> [Task instructions] For this exercise, copy out each line of the material below that includes "green".

> [Task inputs]
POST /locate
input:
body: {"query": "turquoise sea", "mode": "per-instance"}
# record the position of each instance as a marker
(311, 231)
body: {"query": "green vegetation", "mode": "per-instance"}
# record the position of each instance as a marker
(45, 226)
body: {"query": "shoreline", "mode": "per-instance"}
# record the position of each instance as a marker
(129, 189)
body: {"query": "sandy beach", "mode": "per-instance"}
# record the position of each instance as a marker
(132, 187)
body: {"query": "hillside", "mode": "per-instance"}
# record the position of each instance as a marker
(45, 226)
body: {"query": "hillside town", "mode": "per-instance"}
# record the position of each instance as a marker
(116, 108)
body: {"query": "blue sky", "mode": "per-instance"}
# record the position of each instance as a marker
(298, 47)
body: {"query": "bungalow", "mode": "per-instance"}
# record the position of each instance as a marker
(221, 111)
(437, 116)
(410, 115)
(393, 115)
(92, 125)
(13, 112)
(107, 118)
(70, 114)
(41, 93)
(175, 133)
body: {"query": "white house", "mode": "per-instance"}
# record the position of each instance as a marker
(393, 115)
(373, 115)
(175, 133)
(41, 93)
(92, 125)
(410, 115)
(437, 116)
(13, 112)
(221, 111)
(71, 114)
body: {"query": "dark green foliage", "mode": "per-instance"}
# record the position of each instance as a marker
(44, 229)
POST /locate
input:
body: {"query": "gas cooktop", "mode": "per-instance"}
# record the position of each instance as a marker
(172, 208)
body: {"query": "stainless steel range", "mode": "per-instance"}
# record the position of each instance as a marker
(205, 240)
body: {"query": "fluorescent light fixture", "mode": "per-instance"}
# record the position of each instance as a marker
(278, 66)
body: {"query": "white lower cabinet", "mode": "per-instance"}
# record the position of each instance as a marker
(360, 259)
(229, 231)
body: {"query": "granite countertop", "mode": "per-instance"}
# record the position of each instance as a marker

> [The completed task]
body: {"query": "green vegetation", "mode": "per-instance"}
body: {"query": "dark green foliage", "mode": "per-instance"}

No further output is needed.